**Text block**
************
Disclaimer: This investigation guide was created using generative AI technology and has been reviewed to improve its accuracy and relevance. While every effort has been made to ensure its quality, we recommend validating the content and adapting it to suit your specific environment and operational needs.

Investigating Potential Direct Kubelet Access via Process Arguments

This detection flags a process on a Linux host whose arguments include a URL targeting the Kubelet API ports 10250/10255. Attackers often use curl, wget, or scripting runtimes to access endpoints such as /pods, /runningpods, /metrics, /exec, or /containerLogs. Successful access can provide node and workload visibility, and in some cases enable actions that facilitate lateral movement within the cluster.

Possible investigation steps

  • Extract and reconstruct the full URL from process.args / process.command_line, including the hostname/IP, port, and path, and determine whether the request intent was discovery or execution.
************
**Recorded data**
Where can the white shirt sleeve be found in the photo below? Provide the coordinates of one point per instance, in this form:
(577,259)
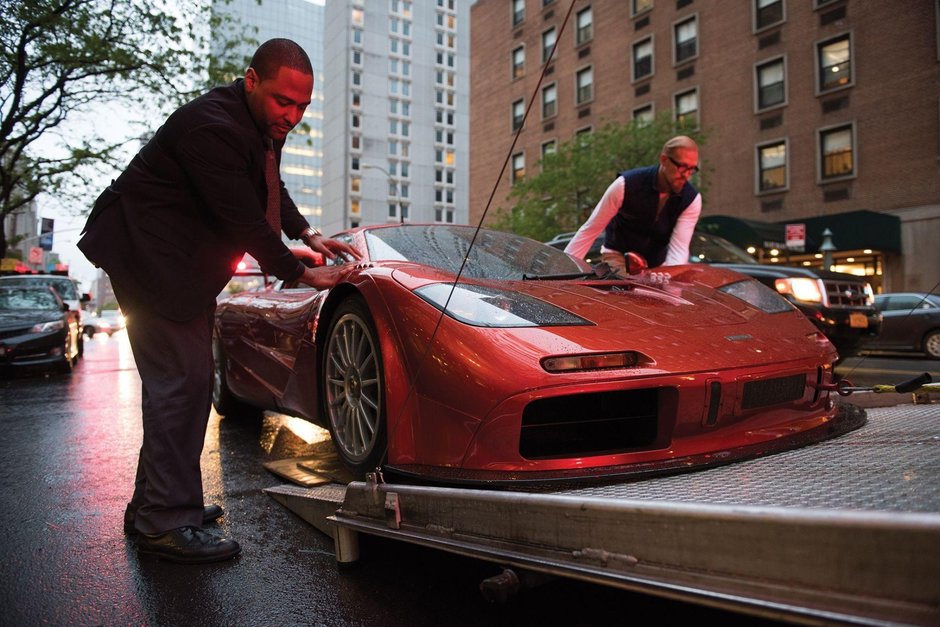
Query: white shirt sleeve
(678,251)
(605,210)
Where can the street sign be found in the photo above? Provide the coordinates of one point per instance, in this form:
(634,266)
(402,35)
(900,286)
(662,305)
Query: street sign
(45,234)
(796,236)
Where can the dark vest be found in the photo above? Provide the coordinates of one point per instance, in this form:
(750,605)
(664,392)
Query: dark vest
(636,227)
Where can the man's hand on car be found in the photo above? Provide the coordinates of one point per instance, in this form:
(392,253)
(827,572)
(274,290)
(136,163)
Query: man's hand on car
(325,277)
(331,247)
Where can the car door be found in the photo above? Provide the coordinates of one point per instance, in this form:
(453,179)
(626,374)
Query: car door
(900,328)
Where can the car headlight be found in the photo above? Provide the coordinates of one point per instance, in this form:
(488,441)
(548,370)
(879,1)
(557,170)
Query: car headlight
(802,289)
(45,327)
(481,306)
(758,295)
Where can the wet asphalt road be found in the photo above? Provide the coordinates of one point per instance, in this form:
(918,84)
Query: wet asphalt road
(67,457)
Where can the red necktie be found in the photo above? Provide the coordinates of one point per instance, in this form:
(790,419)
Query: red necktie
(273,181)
************
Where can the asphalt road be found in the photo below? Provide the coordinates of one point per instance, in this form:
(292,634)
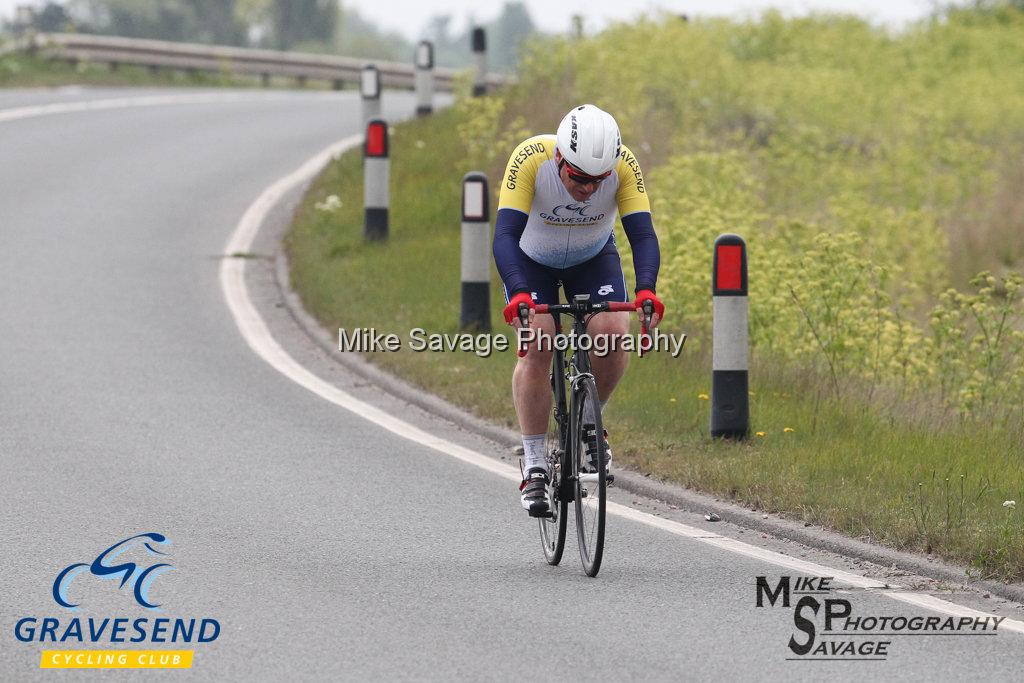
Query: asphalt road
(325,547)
************
**Tasks to complete**
(1) Quote the Kubelet investigation guide between "This detection flags" and "within the cluster.", inclusive.
(2) Answer these from the Kubelet investigation guide:
(a) Which Kubelet API ports are named?
(b) What tools do attackers often use to reach the endpoints?
(c) Which fields should the full URL be reconstructed from?
(3) Decide whether each statement agrees with the Kubelet investigation guide, and support each yes or no with a quotation:
(a) The guide was written without the help of generative AI.
(b) The detection flags processes running on Windows hosts.
(c) Successful access can give visibility into nodes and workloads.
Answer using only the Kubelet investigation guide.

**Answers by task**
(1)
This detection flags a process on a Linux host whose arguments include a URL targeting the Kubelet API ports 10250/10255. Attackers often use curl, wget, or scripting runtimes to access endpoints such as /pods, /runningpods, /metrics, /exec, or /containerLogs. Successful access can provide node and workload visibility, and in some cases enable actions that facilitate lateral movement within the cluster.

(2)
(a) 10250/10255
(b) curl, wget, or scripting runtimes
(c) process.args / process.command_line

(3)
(a) No: "This investigation guide was created using generative AI technology"
(b) No: "a process on a Linux host"
(c) Yes: "Successful access can provide node and workload visibility"